Extrait du document:
──────

L’abbé Fleury résume de manière brillante, dans son ouvrage « les mœurs des Israélites et des chrétiens » (seconde partie, chapitre LVI), la chute de Rome. Or, nous retrouvons exactement les mêmes causes dans notre civilisation que celles qui ont contribuées à l’anéantissement de l’empire romain. Nous devrions y réfléchir sérieusement.

« Cependant le commun des païens se corrompait toujours de plus en plus. Tout ce que j’ai marqué des vices qui régnaient quand l’Évangile parut, durait encore ; et hors le peu d’esprits forts et de philosophes dont je viens de parler, il ne restait plus rien de bon chez les Grecs ni les Romains, qui pût servir de contre-poids. Aussi fut-ce alors que l’empire tomba en Occident, et il ne se soutint en Orient que jusqu’au temps où il fut violemment attaqué. Il n’y avait plus ni discipline dans les troupes, ni autorité dans les chefs, ni conseils suivis, ni science des affaires, ni vigueur dans la jeunesse, ni prudence dans les vieillards, ni amour de la patrie et du public. Chacun ne cherchait que son plaisir et son intérêt particulier, ce n’était qu’infidélités, que trahisons. Les Romains amollis par le luxe et l’oisiveté, ne se défendaient contre les Barbares, que par d’autres Barbares qu’ils soudoyaient ; ils étaient abîmés dans les délices, et se piquaient d’une mauvaise délicatesse, que rien de solide ne soutenait. Enfin la mesure de leurs crimes et de leurs abominations étant comblée, Dieu en fit la justice exemplaire qu’il avait prédite par saint Jean : Rome fut prise et saccagée plusieurs fois par les Barbares ; le sang de tant de martyrs dont elle s’est enivrée, fut vengé ; l’empire d’Occident demeura en proie aux peuples du Nord, qui y fondèrent de nouveaux royaumes. Voilà les vraies causes de la chute de l’empire romain, non pas l’établissement de la religion chrétienne, comme les païens disaient alors, et comme Machiavel et les autres politiques impies et ignorants ont osé dire dans les derniers temps.

──────

Extraits de données:
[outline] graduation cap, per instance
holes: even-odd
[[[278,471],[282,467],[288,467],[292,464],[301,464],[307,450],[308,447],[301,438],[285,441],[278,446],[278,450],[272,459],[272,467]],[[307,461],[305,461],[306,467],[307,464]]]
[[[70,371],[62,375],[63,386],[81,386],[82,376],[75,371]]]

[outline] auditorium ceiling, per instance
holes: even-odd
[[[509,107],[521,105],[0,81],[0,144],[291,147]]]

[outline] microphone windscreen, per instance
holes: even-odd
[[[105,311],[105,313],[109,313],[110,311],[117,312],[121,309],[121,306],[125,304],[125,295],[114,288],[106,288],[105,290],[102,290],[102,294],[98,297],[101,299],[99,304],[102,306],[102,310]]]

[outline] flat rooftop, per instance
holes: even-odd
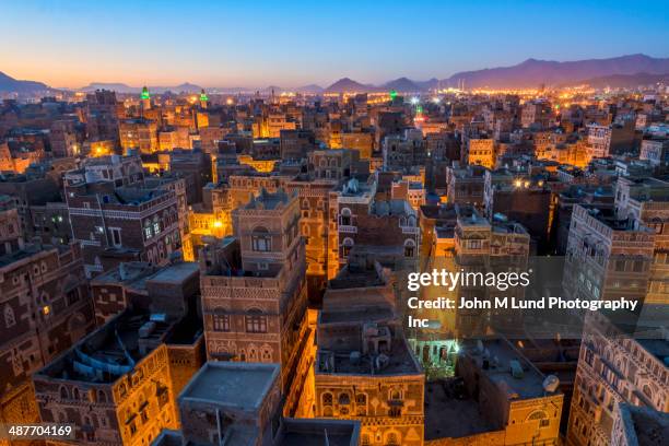
[[[127,309],[37,375],[83,383],[114,383],[164,342],[173,324],[160,319],[152,320],[149,313]],[[146,324],[151,324],[150,329]],[[140,333],[140,328],[144,333]]]
[[[334,279],[328,282],[328,287],[332,290],[347,290],[367,286],[384,286],[385,278],[380,266],[376,265],[353,265],[344,266]]]
[[[425,383],[425,439],[461,438],[494,431],[458,379]],[[463,386],[462,386],[463,387]]]
[[[631,446],[662,446],[669,438],[669,413],[622,403],[623,431]]]
[[[318,354],[329,354],[334,359],[333,371],[324,371],[320,364],[316,364],[317,374],[331,375],[366,375],[366,376],[391,376],[391,375],[422,375],[423,371],[409,350],[404,339],[392,339],[390,351],[387,354],[388,362],[383,367],[374,365],[373,357],[368,354],[361,355],[360,360],[351,361],[351,352],[332,352],[319,350]]]
[[[321,324],[338,322],[380,322],[395,318],[395,312],[388,306],[366,306],[349,312],[321,312],[318,321]]]
[[[99,275],[96,275],[91,280],[92,285],[101,285],[104,283],[109,284],[130,284],[136,280],[146,277],[155,271],[155,267],[152,267],[145,261],[126,261],[120,263],[118,267],[107,270]]]
[[[355,420],[283,419],[278,446],[353,446],[360,439]],[[327,438],[327,442],[326,442]]]
[[[208,362],[178,399],[258,410],[278,379],[279,371],[279,364]]]
[[[479,369],[488,378],[506,391],[508,399],[530,399],[543,396],[545,376],[531,365],[523,354],[505,339],[481,340],[483,352],[476,341],[467,341],[463,350],[476,361]],[[488,355],[489,367],[483,368],[483,356]],[[510,362],[517,361],[523,367],[523,376],[516,378],[510,373]]]

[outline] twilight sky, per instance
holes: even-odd
[[[51,86],[328,85],[635,52],[669,57],[669,1],[0,0],[0,71]]]

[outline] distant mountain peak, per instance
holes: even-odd
[[[329,93],[351,93],[351,92],[366,92],[372,90],[369,85],[364,85],[351,78],[341,78],[332,85],[326,89]]]
[[[36,81],[22,81],[0,71],[0,92],[36,93],[49,90],[49,86]]]

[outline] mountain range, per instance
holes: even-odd
[[[1,92],[12,92],[12,93],[31,93],[31,92],[42,92],[49,90],[49,87],[42,83],[35,81],[20,81],[14,78],[10,78],[0,71],[0,93]]]
[[[482,70],[462,71],[449,78],[436,78],[426,81],[416,81],[408,78],[398,78],[379,85],[365,84],[342,78],[327,87],[316,84],[297,89],[283,89],[271,85],[265,89],[254,87],[211,87],[211,92],[238,93],[262,91],[281,93],[296,91],[301,93],[343,93],[343,92],[380,92],[396,90],[403,93],[418,93],[437,86],[492,87],[492,89],[524,89],[545,85],[576,85],[590,84],[601,86],[634,86],[650,84],[666,80],[669,74],[669,58],[654,58],[646,55],[630,55],[609,59],[586,59],[577,61],[558,62],[552,60],[527,59],[510,67],[486,68]],[[32,93],[48,90],[42,82],[20,81],[0,72],[0,92]],[[97,89],[114,90],[118,93],[139,93],[141,86],[130,86],[124,83],[94,82],[78,91],[94,91]],[[191,83],[175,86],[149,86],[153,93],[172,91],[175,93],[197,93],[202,87]]]

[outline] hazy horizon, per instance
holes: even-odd
[[[528,58],[669,52],[664,1],[462,3],[11,2],[0,71],[68,89],[328,86],[341,78],[378,85]]]

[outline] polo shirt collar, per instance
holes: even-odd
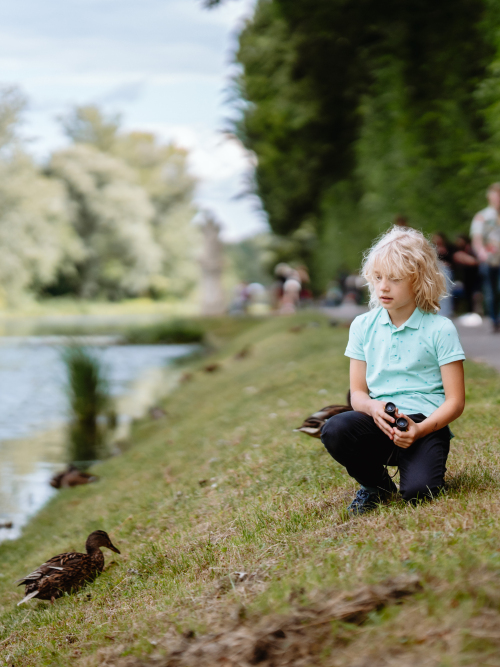
[[[415,310],[406,320],[406,322],[404,322],[404,324],[398,327],[398,329],[404,329],[405,327],[409,327],[410,329],[419,329],[423,316],[424,313],[419,308],[415,308]],[[389,317],[389,312],[385,308],[382,309],[382,314],[380,315],[380,323],[390,324],[394,326],[392,324],[391,318]]]

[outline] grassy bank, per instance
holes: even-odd
[[[344,402],[346,338],[317,315],[242,326],[211,359],[219,370],[200,361],[167,416],[137,424],[133,446],[99,466],[97,484],[62,491],[22,539],[0,545],[0,661],[147,664],[183,632],[252,627],[317,591],[417,573],[423,588],[402,605],[325,626],[318,664],[498,664],[499,377],[467,366],[446,496],[346,522],[353,483],[318,440],[292,432]],[[122,555],[106,553],[95,584],[16,607],[14,579],[81,550],[97,528]]]

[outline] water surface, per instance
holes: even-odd
[[[62,338],[0,339],[0,540],[20,529],[56,493],[49,485],[65,462],[68,403],[61,360]],[[167,393],[168,364],[189,345],[118,345],[112,337],[81,338],[99,357],[109,378],[119,418],[119,435]]]

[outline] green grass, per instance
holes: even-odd
[[[313,320],[320,326],[289,331]],[[346,521],[355,485],[318,440],[292,429],[344,401],[347,331],[311,314],[219,327],[218,372],[200,361],[165,400],[165,420],[139,422],[133,447],[96,468],[97,484],[62,491],[20,540],[0,545],[0,660],[120,664],[168,652],[188,629],[252,623],[297,596],[417,572],[419,595],[360,627],[332,624],[325,664],[498,664],[499,376],[467,364],[446,495]],[[250,354],[235,359],[242,349]],[[93,585],[53,606],[16,607],[14,579],[81,550],[97,528],[122,555],[106,552]],[[235,584],[242,571],[250,576]]]

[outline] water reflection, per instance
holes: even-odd
[[[0,540],[20,528],[55,492],[48,482],[65,460],[64,424],[68,406],[61,340],[44,337],[1,339],[0,344]],[[80,342],[103,361],[119,414],[119,437],[128,424],[169,390],[175,381],[167,365],[189,345],[106,345]],[[101,347],[96,346],[98,343]]]

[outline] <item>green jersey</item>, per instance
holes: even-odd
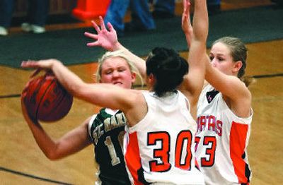
[[[130,184],[122,150],[126,122],[121,111],[105,108],[89,122],[88,131],[95,145],[102,184]]]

──────

Consigne: Dans l'extrait sur la chute de Rome, relevez tout ce qui manquait désormais, d'après la phrase qui commence par « Il n'y avait plus ». Les enregistrements ne servent à rien ici.

Réponse attendue:
- la discipline dans les troupes
- l'autorité dans les chefs
- les conseils suivis
- la science des affaires
- la vigueur dans la jeunesse
- la prudence dans les vieillards
- l'amour de la patrie et du public